Below are records; reproduce exactly the lines from the one containing "Record the location of each instance of the red" through the end, both included, and only those.

Items from a dataset
══════════════════════════════
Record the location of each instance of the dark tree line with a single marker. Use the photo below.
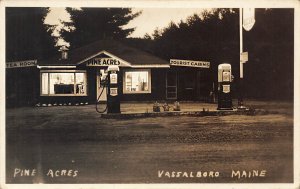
(214, 36)
(90, 24)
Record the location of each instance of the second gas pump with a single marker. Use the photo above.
(113, 90)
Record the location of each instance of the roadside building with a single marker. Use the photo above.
(74, 76)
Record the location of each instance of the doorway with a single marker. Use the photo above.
(100, 88)
(171, 85)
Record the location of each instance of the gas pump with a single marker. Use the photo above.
(113, 90)
(109, 80)
(224, 87)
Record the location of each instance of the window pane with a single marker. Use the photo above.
(61, 83)
(136, 81)
(44, 83)
(80, 83)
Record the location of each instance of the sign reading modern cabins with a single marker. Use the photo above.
(103, 62)
(19, 64)
(189, 63)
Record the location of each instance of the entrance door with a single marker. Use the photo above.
(171, 85)
(100, 88)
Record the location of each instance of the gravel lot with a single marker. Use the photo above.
(97, 150)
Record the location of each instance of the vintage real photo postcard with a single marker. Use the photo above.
(155, 92)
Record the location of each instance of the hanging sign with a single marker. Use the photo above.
(189, 63)
(103, 62)
(244, 57)
(248, 18)
(20, 64)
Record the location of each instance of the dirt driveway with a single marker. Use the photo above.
(75, 145)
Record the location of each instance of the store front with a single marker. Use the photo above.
(76, 77)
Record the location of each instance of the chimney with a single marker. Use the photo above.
(64, 53)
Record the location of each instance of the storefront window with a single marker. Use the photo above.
(70, 83)
(137, 81)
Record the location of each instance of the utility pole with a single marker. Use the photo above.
(240, 97)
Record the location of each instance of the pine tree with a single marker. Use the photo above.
(91, 24)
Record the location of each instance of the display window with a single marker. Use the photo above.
(137, 81)
(69, 83)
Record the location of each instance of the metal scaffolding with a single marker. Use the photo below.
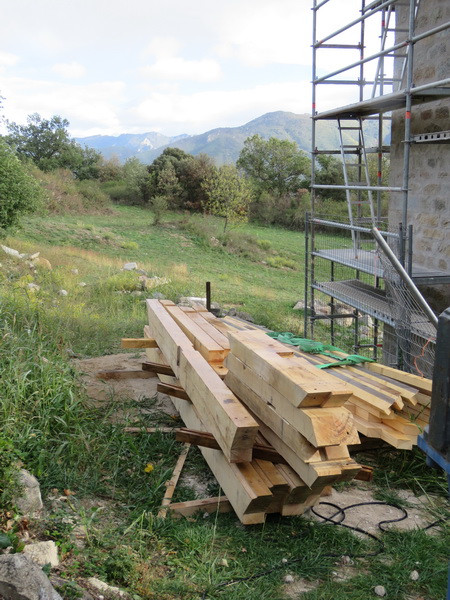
(341, 260)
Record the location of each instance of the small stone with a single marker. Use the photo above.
(129, 266)
(43, 553)
(380, 590)
(30, 501)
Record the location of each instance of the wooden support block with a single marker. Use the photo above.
(172, 390)
(201, 341)
(172, 483)
(320, 426)
(296, 379)
(242, 493)
(207, 440)
(138, 343)
(124, 374)
(219, 504)
(222, 413)
(150, 367)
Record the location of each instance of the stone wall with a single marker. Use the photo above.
(429, 174)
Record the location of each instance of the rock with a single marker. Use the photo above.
(22, 579)
(33, 287)
(12, 252)
(43, 553)
(129, 266)
(101, 586)
(380, 590)
(43, 262)
(29, 502)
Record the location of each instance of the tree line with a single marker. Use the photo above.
(269, 182)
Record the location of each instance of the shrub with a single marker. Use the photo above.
(20, 193)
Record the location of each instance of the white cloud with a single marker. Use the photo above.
(72, 70)
(7, 59)
(176, 67)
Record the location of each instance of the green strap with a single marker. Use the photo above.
(313, 347)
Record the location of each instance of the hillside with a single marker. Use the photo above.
(224, 143)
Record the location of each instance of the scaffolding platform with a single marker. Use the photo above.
(383, 104)
(367, 261)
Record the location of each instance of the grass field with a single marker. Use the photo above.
(68, 444)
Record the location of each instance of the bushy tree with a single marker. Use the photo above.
(274, 166)
(19, 191)
(46, 142)
(228, 195)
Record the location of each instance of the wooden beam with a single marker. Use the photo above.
(172, 483)
(172, 390)
(319, 425)
(156, 368)
(138, 343)
(207, 440)
(295, 378)
(124, 374)
(222, 413)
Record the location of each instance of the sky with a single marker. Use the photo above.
(172, 66)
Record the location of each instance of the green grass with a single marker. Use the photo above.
(67, 443)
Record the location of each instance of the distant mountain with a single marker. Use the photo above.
(225, 143)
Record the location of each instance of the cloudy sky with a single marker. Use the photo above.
(116, 66)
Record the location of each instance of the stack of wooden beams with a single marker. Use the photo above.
(250, 391)
(386, 403)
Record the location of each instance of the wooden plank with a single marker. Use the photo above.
(138, 343)
(300, 382)
(124, 374)
(172, 390)
(150, 367)
(266, 414)
(210, 330)
(206, 345)
(239, 491)
(207, 440)
(421, 383)
(222, 413)
(219, 504)
(319, 425)
(172, 483)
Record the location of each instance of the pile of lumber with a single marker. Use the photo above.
(386, 403)
(277, 426)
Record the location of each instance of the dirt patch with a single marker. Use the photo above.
(367, 517)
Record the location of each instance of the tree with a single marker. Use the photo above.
(228, 195)
(19, 191)
(275, 166)
(47, 143)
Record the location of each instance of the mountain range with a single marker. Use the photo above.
(225, 143)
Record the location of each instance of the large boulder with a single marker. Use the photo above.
(22, 579)
(30, 501)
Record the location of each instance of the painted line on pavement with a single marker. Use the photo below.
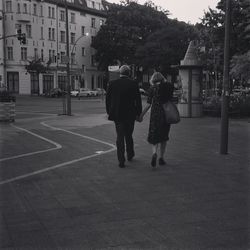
(57, 145)
(20, 177)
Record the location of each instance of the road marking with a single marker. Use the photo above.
(57, 145)
(20, 177)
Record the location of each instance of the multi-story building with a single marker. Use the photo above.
(44, 23)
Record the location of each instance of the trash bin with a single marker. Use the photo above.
(7, 107)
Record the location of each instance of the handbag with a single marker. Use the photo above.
(172, 114)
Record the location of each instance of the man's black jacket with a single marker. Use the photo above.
(123, 99)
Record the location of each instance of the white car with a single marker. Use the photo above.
(74, 93)
(99, 91)
(86, 92)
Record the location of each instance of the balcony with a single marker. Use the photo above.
(23, 17)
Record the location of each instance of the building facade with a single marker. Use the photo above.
(44, 23)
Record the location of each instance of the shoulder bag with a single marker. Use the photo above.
(172, 115)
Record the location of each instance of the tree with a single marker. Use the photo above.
(166, 46)
(142, 35)
(211, 32)
(36, 66)
(240, 67)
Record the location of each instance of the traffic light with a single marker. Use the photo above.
(21, 36)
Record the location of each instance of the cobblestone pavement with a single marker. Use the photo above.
(61, 187)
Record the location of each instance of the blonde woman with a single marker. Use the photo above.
(159, 92)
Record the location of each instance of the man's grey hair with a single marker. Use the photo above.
(125, 70)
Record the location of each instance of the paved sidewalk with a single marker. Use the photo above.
(199, 200)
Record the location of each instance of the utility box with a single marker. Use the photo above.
(7, 108)
(190, 75)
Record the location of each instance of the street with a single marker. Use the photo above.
(61, 187)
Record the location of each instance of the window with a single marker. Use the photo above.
(49, 8)
(34, 9)
(35, 53)
(42, 55)
(23, 54)
(63, 54)
(41, 32)
(73, 58)
(62, 80)
(62, 36)
(51, 34)
(52, 12)
(72, 17)
(8, 6)
(41, 10)
(18, 26)
(83, 30)
(93, 22)
(18, 8)
(10, 53)
(72, 37)
(101, 22)
(48, 83)
(25, 9)
(28, 30)
(93, 60)
(52, 55)
(62, 15)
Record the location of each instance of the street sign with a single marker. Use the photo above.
(113, 68)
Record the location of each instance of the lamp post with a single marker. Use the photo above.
(2, 18)
(75, 43)
(225, 93)
(68, 87)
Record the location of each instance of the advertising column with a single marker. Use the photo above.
(1, 47)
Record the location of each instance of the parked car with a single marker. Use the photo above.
(99, 91)
(142, 91)
(55, 92)
(74, 93)
(86, 92)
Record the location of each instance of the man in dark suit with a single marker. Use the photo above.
(123, 106)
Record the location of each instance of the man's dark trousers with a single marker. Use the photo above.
(124, 131)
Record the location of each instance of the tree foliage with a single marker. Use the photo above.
(211, 33)
(141, 35)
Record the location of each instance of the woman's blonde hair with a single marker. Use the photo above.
(157, 77)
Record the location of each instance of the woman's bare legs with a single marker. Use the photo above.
(162, 152)
(154, 156)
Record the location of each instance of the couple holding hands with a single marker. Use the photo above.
(124, 107)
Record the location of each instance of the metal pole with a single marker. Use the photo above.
(4, 46)
(68, 62)
(225, 93)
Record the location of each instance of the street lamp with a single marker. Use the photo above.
(75, 43)
(68, 87)
(225, 92)
(2, 18)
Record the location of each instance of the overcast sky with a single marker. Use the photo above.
(183, 10)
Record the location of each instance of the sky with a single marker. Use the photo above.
(184, 10)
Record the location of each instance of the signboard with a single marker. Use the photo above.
(113, 68)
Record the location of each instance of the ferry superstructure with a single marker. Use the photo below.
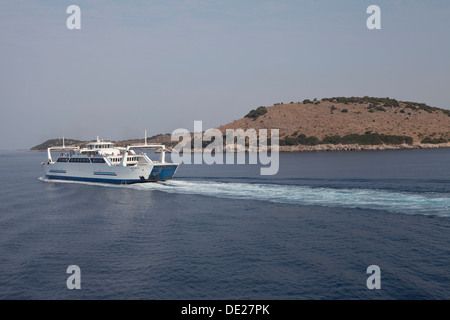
(100, 161)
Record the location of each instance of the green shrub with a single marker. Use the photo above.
(254, 114)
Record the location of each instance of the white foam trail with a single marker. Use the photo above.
(409, 203)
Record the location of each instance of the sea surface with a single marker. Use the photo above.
(227, 232)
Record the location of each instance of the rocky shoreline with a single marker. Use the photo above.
(356, 147)
(339, 147)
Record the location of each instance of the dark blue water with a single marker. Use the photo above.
(225, 232)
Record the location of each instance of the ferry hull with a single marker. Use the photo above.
(115, 175)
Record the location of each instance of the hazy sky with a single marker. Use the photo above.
(159, 65)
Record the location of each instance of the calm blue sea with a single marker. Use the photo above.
(226, 232)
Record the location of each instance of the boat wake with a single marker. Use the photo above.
(401, 202)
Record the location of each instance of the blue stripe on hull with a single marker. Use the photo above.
(103, 180)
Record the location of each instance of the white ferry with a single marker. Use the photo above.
(100, 161)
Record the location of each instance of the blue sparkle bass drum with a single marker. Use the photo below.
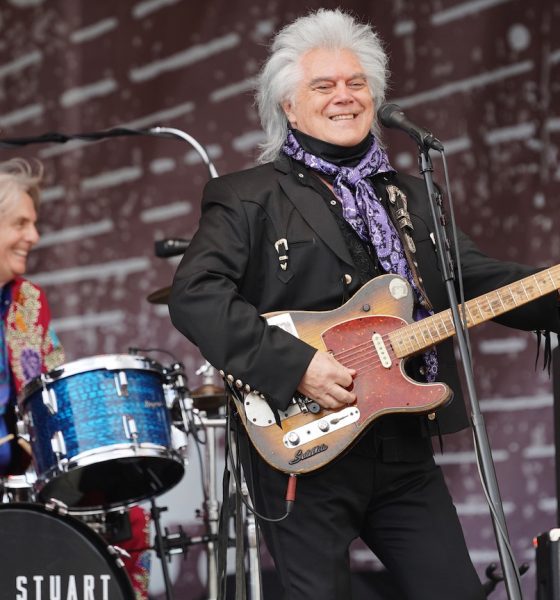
(100, 432)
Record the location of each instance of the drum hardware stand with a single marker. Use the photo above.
(211, 504)
(155, 513)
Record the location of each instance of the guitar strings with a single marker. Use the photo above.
(353, 357)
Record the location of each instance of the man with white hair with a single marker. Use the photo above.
(304, 231)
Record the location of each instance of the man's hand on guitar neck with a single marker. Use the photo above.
(328, 382)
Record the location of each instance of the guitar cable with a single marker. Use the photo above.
(290, 495)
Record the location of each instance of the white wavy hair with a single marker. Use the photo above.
(16, 176)
(281, 73)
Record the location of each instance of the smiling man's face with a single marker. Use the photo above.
(18, 234)
(333, 101)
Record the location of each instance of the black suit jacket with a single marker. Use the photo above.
(231, 273)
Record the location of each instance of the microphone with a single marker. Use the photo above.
(171, 247)
(392, 116)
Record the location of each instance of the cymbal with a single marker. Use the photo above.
(159, 296)
(208, 397)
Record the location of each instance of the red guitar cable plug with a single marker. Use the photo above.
(291, 492)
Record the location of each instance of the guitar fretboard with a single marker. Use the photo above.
(418, 336)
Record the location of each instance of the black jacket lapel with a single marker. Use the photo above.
(313, 209)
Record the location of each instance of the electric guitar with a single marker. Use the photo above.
(373, 333)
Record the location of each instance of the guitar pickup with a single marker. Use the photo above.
(321, 427)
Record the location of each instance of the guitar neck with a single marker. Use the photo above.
(428, 332)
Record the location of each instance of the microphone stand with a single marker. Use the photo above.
(482, 443)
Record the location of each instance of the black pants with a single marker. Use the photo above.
(402, 511)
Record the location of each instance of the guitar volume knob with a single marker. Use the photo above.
(293, 438)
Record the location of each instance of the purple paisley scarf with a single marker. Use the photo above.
(367, 216)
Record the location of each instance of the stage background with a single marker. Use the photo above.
(484, 75)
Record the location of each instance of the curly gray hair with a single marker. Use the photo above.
(281, 73)
(16, 176)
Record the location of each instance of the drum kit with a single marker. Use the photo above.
(105, 433)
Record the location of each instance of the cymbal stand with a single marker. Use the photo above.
(160, 547)
(211, 503)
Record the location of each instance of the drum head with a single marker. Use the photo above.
(44, 555)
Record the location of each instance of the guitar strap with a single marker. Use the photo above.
(398, 211)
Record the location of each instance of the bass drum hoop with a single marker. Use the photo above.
(65, 523)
══════════════════════════════
> **SOLUTION TO THIS PROBLEM**:
Record the location of each instance of the red guitar cable plug with a single marker. Use the photo above.
(291, 492)
Record the location of each instance of the guitar fretboard with a single marker. Use the photo above.
(418, 336)
Record the location of each instance of the black jacket lapel with a single marker. Use the photo above.
(313, 209)
Record the location of each instance of the electric guitar with a single marker. Use the photo above.
(373, 333)
Record the location of each instance of the guitar pickup with a single marker. Use the photo above.
(321, 427)
Record the location of each instance of the guitar neck with a single marker. Use the photo above.
(428, 332)
Record the location of each instance of the microphone stand with a single marker. Use the photo above.
(482, 443)
Record the location of each instance of the black pants with a single marker. Use the photo above.
(402, 511)
Record the location of each instance of the guitar volume knob with a single marker. Use the photo above.
(293, 438)
Record the location of each instance of the purple paisley scarf with a single marker. Use the photo above.
(367, 216)
Record the location of each instance of the stage background with a single marker. Use the photo above.
(484, 75)
Record the location of each instance of the curly gray hair with a single marker. Use the photo above.
(281, 73)
(16, 176)
Record the location of each instance of the drum kit with a single marker. Use the photo above.
(105, 433)
Record the location of each instance of the cymbal stand with a single marker. Use the photo above.
(160, 547)
(211, 503)
Record the location of each instance of the drum head with a single marker. Use the photo above.
(44, 555)
Record the location of each instance of the guitar strap with a single marker. Use the photo above.
(398, 211)
Record the location of each instance of the bass drum hoop with a single marker. Use the photo above.
(65, 523)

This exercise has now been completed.